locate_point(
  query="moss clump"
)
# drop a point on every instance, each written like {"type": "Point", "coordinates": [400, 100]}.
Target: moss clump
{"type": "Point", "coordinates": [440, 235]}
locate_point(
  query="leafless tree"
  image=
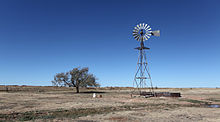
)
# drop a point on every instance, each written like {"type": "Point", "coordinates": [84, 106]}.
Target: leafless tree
{"type": "Point", "coordinates": [75, 78]}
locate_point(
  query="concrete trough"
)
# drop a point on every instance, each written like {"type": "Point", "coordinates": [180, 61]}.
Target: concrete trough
{"type": "Point", "coordinates": [161, 94]}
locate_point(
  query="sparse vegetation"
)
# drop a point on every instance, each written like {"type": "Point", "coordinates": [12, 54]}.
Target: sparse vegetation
{"type": "Point", "coordinates": [75, 78]}
{"type": "Point", "coordinates": [63, 104]}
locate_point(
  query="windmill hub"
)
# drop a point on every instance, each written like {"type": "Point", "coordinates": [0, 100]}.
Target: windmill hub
{"type": "Point", "coordinates": [142, 78]}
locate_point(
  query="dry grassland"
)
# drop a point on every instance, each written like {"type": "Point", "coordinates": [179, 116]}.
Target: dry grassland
{"type": "Point", "coordinates": [28, 103]}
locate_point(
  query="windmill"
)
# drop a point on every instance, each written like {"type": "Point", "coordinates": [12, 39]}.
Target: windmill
{"type": "Point", "coordinates": [141, 33]}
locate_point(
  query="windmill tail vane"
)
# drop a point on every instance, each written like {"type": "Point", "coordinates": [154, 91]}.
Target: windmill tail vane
{"type": "Point", "coordinates": [142, 77]}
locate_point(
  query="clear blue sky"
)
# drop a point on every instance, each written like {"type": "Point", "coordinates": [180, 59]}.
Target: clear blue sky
{"type": "Point", "coordinates": [39, 38]}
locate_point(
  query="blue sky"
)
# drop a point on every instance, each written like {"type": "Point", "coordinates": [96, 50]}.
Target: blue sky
{"type": "Point", "coordinates": [39, 38]}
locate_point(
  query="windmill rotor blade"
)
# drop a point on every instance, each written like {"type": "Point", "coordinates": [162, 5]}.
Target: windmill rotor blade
{"type": "Point", "coordinates": [156, 33]}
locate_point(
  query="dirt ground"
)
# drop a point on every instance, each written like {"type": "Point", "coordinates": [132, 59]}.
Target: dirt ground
{"type": "Point", "coordinates": [116, 104]}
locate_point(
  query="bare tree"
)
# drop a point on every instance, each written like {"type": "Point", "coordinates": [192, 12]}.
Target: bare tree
{"type": "Point", "coordinates": [75, 78]}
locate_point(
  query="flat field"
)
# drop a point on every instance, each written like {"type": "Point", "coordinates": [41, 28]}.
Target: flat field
{"type": "Point", "coordinates": [37, 103]}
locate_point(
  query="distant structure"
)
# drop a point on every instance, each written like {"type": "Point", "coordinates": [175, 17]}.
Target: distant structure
{"type": "Point", "coordinates": [142, 79]}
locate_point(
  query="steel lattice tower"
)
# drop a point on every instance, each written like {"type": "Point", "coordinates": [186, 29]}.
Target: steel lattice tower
{"type": "Point", "coordinates": [142, 77]}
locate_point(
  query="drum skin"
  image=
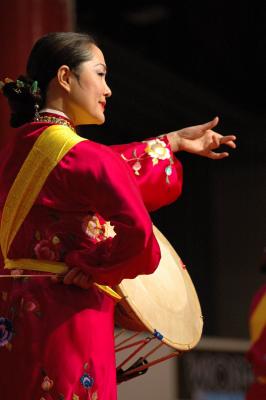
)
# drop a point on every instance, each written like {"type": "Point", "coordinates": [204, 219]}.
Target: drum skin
{"type": "Point", "coordinates": [164, 303]}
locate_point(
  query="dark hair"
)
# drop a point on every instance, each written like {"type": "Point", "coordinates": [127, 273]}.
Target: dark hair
{"type": "Point", "coordinates": [46, 57]}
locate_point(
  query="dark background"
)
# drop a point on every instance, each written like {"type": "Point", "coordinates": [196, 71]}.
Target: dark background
{"type": "Point", "coordinates": [175, 64]}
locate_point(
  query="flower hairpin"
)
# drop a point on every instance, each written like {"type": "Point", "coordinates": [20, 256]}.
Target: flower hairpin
{"type": "Point", "coordinates": [3, 83]}
{"type": "Point", "coordinates": [34, 89]}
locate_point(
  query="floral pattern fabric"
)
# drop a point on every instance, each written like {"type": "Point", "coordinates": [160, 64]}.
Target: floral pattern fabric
{"type": "Point", "coordinates": [60, 338]}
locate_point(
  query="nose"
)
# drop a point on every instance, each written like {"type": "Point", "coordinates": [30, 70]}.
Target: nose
{"type": "Point", "coordinates": [108, 92]}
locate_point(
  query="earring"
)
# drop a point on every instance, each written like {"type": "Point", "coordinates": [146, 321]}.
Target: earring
{"type": "Point", "coordinates": [36, 113]}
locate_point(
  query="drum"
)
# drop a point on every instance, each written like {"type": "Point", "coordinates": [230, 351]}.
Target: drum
{"type": "Point", "coordinates": [164, 304]}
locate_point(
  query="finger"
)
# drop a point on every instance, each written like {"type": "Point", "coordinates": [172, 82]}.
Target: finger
{"type": "Point", "coordinates": [70, 276]}
{"type": "Point", "coordinates": [211, 124]}
{"type": "Point", "coordinates": [217, 156]}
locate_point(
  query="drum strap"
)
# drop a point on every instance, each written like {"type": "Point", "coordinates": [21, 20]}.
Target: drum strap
{"type": "Point", "coordinates": [48, 150]}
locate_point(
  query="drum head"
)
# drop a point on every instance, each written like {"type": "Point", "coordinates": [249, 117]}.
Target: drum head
{"type": "Point", "coordinates": [165, 301]}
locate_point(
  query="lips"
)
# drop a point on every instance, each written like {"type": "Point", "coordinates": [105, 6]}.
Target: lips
{"type": "Point", "coordinates": [103, 104]}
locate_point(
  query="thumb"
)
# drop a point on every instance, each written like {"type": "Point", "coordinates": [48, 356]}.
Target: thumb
{"type": "Point", "coordinates": [211, 124]}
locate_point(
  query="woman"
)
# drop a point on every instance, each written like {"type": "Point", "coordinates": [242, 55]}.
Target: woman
{"type": "Point", "coordinates": [91, 214]}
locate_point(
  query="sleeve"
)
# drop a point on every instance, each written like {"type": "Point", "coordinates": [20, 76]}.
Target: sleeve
{"type": "Point", "coordinates": [105, 186]}
{"type": "Point", "coordinates": [158, 172]}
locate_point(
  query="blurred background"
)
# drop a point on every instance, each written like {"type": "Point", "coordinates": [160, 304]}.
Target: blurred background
{"type": "Point", "coordinates": [173, 64]}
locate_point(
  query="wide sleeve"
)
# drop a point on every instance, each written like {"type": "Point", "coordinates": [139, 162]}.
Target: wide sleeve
{"type": "Point", "coordinates": [158, 172]}
{"type": "Point", "coordinates": [103, 184]}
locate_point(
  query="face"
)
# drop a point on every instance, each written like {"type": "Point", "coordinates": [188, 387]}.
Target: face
{"type": "Point", "coordinates": [88, 91]}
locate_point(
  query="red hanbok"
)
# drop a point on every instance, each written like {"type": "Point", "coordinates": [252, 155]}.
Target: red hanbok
{"type": "Point", "coordinates": [257, 352]}
{"type": "Point", "coordinates": [56, 340]}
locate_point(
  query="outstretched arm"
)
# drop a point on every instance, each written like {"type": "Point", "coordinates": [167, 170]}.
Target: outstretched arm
{"type": "Point", "coordinates": [201, 140]}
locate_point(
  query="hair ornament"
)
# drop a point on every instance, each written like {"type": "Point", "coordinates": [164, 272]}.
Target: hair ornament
{"type": "Point", "coordinates": [3, 83]}
{"type": "Point", "coordinates": [34, 87]}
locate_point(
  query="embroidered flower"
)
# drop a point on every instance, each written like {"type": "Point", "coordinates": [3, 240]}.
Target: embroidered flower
{"type": "Point", "coordinates": [96, 229]}
{"type": "Point", "coordinates": [47, 250]}
{"type": "Point", "coordinates": [4, 296]}
{"type": "Point", "coordinates": [92, 227]}
{"type": "Point", "coordinates": [136, 167]}
{"type": "Point", "coordinates": [47, 384]}
{"type": "Point", "coordinates": [109, 230]}
{"type": "Point", "coordinates": [94, 396]}
{"type": "Point", "coordinates": [87, 381]}
{"type": "Point", "coordinates": [157, 149]}
{"type": "Point", "coordinates": [6, 331]}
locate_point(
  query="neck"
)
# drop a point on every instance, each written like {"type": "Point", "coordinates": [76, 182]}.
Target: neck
{"type": "Point", "coordinates": [54, 111]}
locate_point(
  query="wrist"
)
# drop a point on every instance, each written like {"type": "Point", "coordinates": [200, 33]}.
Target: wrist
{"type": "Point", "coordinates": [175, 141]}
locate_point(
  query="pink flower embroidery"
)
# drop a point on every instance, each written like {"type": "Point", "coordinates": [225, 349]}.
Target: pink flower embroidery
{"type": "Point", "coordinates": [157, 150]}
{"type": "Point", "coordinates": [47, 384]}
{"type": "Point", "coordinates": [97, 229]}
{"type": "Point", "coordinates": [47, 250]}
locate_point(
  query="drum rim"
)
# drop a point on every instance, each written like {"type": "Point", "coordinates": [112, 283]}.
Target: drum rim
{"type": "Point", "coordinates": [188, 282]}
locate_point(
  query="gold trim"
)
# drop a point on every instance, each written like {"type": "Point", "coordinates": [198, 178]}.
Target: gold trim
{"type": "Point", "coordinates": [55, 120]}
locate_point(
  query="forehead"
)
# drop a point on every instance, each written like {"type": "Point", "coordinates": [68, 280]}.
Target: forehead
{"type": "Point", "coordinates": [97, 55]}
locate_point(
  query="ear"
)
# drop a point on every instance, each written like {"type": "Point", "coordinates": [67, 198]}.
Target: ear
{"type": "Point", "coordinates": [64, 77]}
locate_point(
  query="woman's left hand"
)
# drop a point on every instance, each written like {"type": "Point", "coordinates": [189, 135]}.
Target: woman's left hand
{"type": "Point", "coordinates": [201, 140]}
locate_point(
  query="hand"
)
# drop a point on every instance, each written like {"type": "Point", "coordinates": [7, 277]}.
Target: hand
{"type": "Point", "coordinates": [76, 277]}
{"type": "Point", "coordinates": [201, 140]}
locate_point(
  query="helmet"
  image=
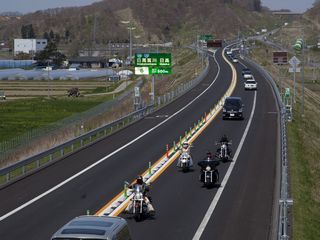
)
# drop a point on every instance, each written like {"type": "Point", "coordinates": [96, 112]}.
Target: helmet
{"type": "Point", "coordinates": [185, 144]}
{"type": "Point", "coordinates": [140, 180]}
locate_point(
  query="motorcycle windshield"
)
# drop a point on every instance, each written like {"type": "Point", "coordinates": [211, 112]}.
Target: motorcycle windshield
{"type": "Point", "coordinates": [211, 163]}
{"type": "Point", "coordinates": [138, 188]}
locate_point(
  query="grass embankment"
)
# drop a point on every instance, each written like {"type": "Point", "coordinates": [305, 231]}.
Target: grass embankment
{"type": "Point", "coordinates": [18, 117]}
{"type": "Point", "coordinates": [304, 152]}
{"type": "Point", "coordinates": [303, 147]}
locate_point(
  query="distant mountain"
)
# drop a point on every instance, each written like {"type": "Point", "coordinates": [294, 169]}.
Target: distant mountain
------------------------------------------------------------
Search the lines above for the string "mountain", then show every one that has it.

  query="distant mountain"
Target: distant mountain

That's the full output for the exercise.